## [REQUIRED WORK]
Reproduce the material below in full, substituting "Located" for every occurrence of "Detected" and leaving all other text unchanged.

=== SUPPLIED DATA ===

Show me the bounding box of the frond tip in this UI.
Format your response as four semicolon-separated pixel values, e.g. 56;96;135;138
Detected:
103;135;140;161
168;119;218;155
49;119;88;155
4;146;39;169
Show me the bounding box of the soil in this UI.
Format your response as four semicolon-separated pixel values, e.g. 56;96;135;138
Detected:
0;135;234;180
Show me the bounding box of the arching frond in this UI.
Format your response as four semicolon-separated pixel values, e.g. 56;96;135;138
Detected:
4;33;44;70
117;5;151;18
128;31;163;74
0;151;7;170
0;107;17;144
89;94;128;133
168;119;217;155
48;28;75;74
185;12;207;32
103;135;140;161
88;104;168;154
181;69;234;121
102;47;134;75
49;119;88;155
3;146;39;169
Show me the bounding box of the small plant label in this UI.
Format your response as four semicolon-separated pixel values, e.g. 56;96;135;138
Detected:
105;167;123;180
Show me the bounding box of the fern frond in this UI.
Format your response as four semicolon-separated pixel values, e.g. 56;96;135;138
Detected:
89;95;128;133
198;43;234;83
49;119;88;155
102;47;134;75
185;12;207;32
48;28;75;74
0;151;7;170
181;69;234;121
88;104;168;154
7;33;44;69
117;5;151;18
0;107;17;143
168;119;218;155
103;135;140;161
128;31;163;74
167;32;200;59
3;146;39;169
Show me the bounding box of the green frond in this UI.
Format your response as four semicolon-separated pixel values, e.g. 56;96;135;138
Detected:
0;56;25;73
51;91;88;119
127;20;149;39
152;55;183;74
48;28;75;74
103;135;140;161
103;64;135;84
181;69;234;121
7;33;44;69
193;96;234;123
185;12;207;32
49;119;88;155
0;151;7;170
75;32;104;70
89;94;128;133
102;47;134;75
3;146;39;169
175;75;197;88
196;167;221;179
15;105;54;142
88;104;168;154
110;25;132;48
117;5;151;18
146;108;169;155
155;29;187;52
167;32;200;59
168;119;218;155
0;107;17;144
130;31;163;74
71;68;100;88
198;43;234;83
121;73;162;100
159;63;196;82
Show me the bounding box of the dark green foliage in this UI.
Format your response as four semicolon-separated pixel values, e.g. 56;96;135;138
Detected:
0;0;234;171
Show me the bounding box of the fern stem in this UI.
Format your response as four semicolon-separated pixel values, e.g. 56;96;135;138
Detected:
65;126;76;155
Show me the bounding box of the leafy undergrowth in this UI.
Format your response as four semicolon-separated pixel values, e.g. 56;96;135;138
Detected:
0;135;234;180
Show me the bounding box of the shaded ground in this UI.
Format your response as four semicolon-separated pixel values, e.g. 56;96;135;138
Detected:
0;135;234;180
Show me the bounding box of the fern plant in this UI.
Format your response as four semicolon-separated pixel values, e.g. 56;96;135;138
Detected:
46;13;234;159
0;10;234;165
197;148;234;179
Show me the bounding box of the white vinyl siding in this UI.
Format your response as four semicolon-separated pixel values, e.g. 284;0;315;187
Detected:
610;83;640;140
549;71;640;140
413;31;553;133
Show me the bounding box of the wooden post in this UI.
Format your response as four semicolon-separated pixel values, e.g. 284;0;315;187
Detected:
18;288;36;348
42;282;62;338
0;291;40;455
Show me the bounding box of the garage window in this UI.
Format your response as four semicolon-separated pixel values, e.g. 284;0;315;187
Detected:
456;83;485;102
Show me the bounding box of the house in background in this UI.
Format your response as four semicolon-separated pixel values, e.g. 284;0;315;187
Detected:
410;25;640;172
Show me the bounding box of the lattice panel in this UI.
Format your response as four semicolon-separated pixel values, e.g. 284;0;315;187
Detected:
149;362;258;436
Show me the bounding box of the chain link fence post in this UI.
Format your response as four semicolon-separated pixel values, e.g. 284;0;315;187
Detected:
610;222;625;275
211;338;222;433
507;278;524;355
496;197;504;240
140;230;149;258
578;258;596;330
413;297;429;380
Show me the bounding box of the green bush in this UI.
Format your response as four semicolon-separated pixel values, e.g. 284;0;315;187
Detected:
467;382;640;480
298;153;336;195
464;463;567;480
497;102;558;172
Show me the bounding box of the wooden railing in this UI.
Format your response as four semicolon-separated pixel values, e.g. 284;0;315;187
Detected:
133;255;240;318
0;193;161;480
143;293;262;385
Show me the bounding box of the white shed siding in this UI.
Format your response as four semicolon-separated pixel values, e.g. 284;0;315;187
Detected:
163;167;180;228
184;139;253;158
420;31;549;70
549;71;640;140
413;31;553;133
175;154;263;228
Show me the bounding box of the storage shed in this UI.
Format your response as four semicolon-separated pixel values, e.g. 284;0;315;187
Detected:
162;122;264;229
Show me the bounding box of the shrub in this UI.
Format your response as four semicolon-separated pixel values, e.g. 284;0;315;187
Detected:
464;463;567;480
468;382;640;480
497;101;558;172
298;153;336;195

===

## [FULL ANSWER]
Show me the bounding box of the frond tip in this UI.
Format your response as four semicolon-separated pixel values, e.g. 56;96;135;138
Located:
103;135;140;161
168;119;218;155
49;119;88;155
4;146;39;169
Show me the bounding box of the soil in this UI.
Format your response as four semicolon-separated pixel values, e.g. 56;96;135;138
Located:
0;135;234;180
Show me the bounding box of the arching frond in this UI.
Format your response as four semicolon-separated pixel values, e.g. 56;96;135;138
Located:
4;33;44;70
117;5;151;18
128;31;163;74
0;151;7;170
0;107;17;144
89;94;128;133
168;119;217;155
48;28;75;74
185;12;207;32
103;135;140;161
88;104;168;154
181;69;234;121
102;47;134;75
49;119;88;155
3;146;39;169
Show me the bounding box of the small plant label in this UI.
Format your response as four semicolon-separated pixel values, e.g. 56;96;135;138
Located:
105;167;123;180
Show me the bounding box of the fern frond in this UI.
Format your response as four semicolon-separated pixel values, e.g. 56;96;135;138
Located:
89;95;128;133
198;43;234;83
49;119;88;155
102;47;134;75
185;12;207;32
48;28;75;74
0;151;7;170
181;69;234;121
88;104;168;154
7;33;44;69
117;5;151;18
0;107;17;143
168;119;218;155
103;135;140;161
128;31;163;74
167;32;200;59
3;146;39;169
Show me the bounding box of the green frond in this UI.
Format your response as four semicolon-separated pixel values, e.g. 56;96;135;138
Located:
0;56;25;73
51;91;88;119
127;20;149;39
152;55;183;74
48;28;75;74
103;135;140;161
103;64;135;84
181;69;234;121
7;33;44;69
193;96;234;123
185;12;207;32
49;119;88;155
0;151;7;170
75;32;104;70
89;94;128;133
102;47;134;75
3;146;39;169
175;75;197;88
196;167;221;179
15;105;54;142
88;104;168;154
110;25;132;48
117;5;151;18
146;108;169;155
155;29;187;52
167;32;200;59
168;119;218;155
0;107;17;144
130;31;163;74
71;68;100;88
198;43;234;83
121;73;162;100
159;63;196;82
Show me the bounding box of the dark green foliage in this UI.
Format your response as four semicolon-separated pixel values, e.g. 56;96;135;138
Located:
0;0;234;171
Show me the bounding box of the fern stem in this UI.
Format your response as four semicolon-separated pixel values, e.g. 56;96;135;138
Located:
65;126;76;155
Show me the bounding box of the leafy undergrowth in this UI.
Format your response as four semicolon-separated pixel values, e.g. 56;96;135;138
Located:
0;135;234;180
Show me the bounding box of the shaded ground in this UI.
Format your response as four semicolon-separated pixel values, e.g. 56;96;135;138
Located:
0;135;234;180
Show me the bounding box of the fern plant in this UI.
Format your response as four semicolon-separated pixel values, e.g. 56;96;135;138
Located:
46;13;234;159
0;10;234;165
197;148;234;179
Show me the bounding box of the white vinyl siding in this UI.
Format your response as four semicolon-separated pixel values, e.g. 284;0;315;187
Located:
610;83;640;140
549;71;640;140
413;31;553;133
Show me the bounding box of the wooden post in this UI.
Format your response as four semicolon-separated pixel values, e.g. 284;0;315;187
Located:
18;288;36;348
42;282;62;338
0;291;40;455
Show me the bounding box of the garage window in this UI.
Format your response as four semicolon-separated pixel values, e.g. 284;0;315;187
Located:
456;83;485;102
Show me the bounding box of the house in background in this UI.
Format your response as four semicolon-separated pixel values, e.g. 284;0;315;187
Located:
410;25;640;172
Show me the bounding box of the lattice panel in this UI.
Format your response as four semicolon-separated pixel values, e.g. 284;0;315;187
Located:
149;362;258;436
Show me the bounding box of the chain link fence post in this UI.
Format your response as four semicolon-separated pixel values, e.g. 284;0;315;187
Located:
610;222;625;275
211;338;222;433
507;278;524;355
496;197;504;240
140;230;149;258
578;258;596;330
413;297;429;380
Show me the bounding box of the green bush in this UI.
Format your response as four semicolon-separated pixel values, e.g. 284;0;315;187
Located:
467;382;640;480
298;153;336;195
464;463;567;480
497;102;558;172
Show me the bounding box of the wooden railing in this UI.
Format your response as four semicolon-separated pixel values, e.g. 284;0;315;187
Located:
133;255;240;318
0;193;161;480
143;293;262;385
Show me the bounding box of the white shed siding in this UI.
Format your response as four semicolon-separated pixel values, e.g. 284;0;315;187
Located:
163;167;180;228
184;139;253;158
420;31;549;70
549;71;640;140
413;31;553;133
175;154;263;228
Show me the bounding box of the storage shed in this UI.
Format your response as four semicolon-separated pixel values, e.g. 284;0;315;187
Located:
162;122;264;229
Show me the bounding box of the shrub in this UI.
Format your response as four semicolon-separated pixel values, e.g. 284;0;315;187
Located:
464;463;567;480
468;382;640;480
497;101;558;172
298;153;336;195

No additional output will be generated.